▶ WHAT IS EXPECTED: Rewrite the listing starting at the line containing "Expected: a single pin indicated on each instance of the massive" and ending at the last line of the listing, keeping every text line and shifting each coordinate value up by 104. Leave the pictures out.

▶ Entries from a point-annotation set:
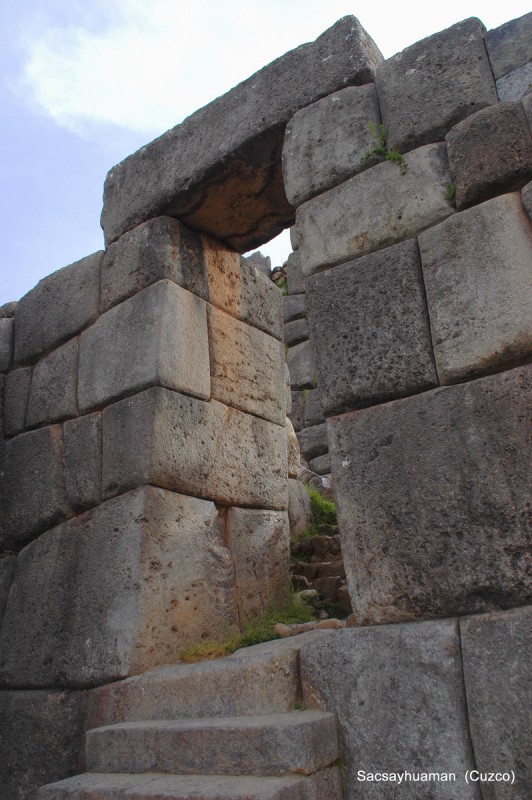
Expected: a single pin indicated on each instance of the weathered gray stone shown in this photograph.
(54, 385)
(433, 84)
(360, 360)
(299, 511)
(431, 496)
(295, 279)
(61, 305)
(7, 327)
(490, 152)
(313, 414)
(17, 392)
(497, 652)
(300, 360)
(197, 169)
(526, 196)
(477, 270)
(187, 445)
(510, 45)
(294, 307)
(159, 249)
(515, 85)
(32, 489)
(299, 742)
(83, 454)
(325, 143)
(377, 208)
(313, 441)
(247, 367)
(259, 543)
(8, 562)
(157, 337)
(41, 740)
(397, 691)
(152, 574)
(295, 332)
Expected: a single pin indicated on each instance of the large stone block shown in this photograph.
(433, 84)
(490, 152)
(7, 328)
(259, 543)
(325, 143)
(187, 445)
(61, 305)
(32, 490)
(477, 268)
(41, 740)
(116, 591)
(377, 208)
(54, 386)
(432, 495)
(510, 45)
(398, 694)
(220, 170)
(247, 367)
(159, 249)
(158, 337)
(17, 392)
(83, 454)
(497, 653)
(361, 361)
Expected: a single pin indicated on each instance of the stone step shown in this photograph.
(298, 742)
(325, 785)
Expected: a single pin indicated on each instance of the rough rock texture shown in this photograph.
(83, 454)
(152, 574)
(157, 337)
(359, 360)
(377, 208)
(515, 85)
(398, 694)
(247, 367)
(497, 652)
(220, 170)
(16, 394)
(32, 490)
(325, 143)
(41, 740)
(259, 543)
(431, 493)
(433, 84)
(300, 360)
(489, 152)
(61, 305)
(510, 45)
(477, 268)
(187, 445)
(54, 386)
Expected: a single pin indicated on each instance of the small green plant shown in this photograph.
(450, 194)
(381, 150)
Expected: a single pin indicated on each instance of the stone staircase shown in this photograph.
(224, 730)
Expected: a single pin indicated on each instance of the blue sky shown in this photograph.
(86, 82)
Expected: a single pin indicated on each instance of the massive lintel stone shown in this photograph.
(497, 653)
(187, 445)
(398, 694)
(116, 591)
(158, 337)
(477, 268)
(220, 170)
(433, 84)
(432, 494)
(372, 210)
(361, 361)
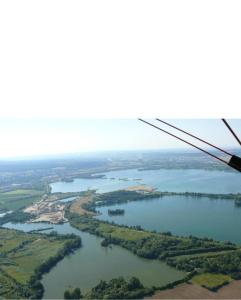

▶ CORRECT OUTPUT:
Expected: a single pin indicated on each instance of the massive lintel stone shown in this photograph.
(601, 757)
(291, 549)
(502, 798)
(220, 695)
(262, 441)
(581, 372)
(324, 274)
(537, 188)
(536, 598)
(476, 314)
(465, 465)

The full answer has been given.